▶ [PROMPT]: If a line in the entries below contains "query", copy it.

───

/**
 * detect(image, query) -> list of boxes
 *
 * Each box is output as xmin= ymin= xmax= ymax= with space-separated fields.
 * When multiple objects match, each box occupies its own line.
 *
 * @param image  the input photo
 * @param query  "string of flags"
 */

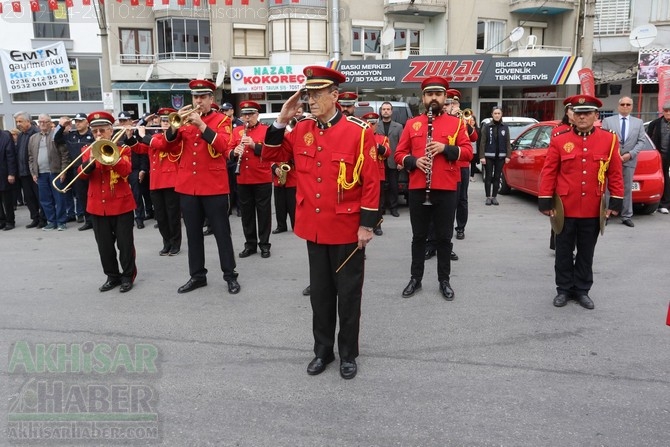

───

▶ [FINISHED TASK]:
 * detect(image, query) -> list of boxes
 * @param query  "string of flags"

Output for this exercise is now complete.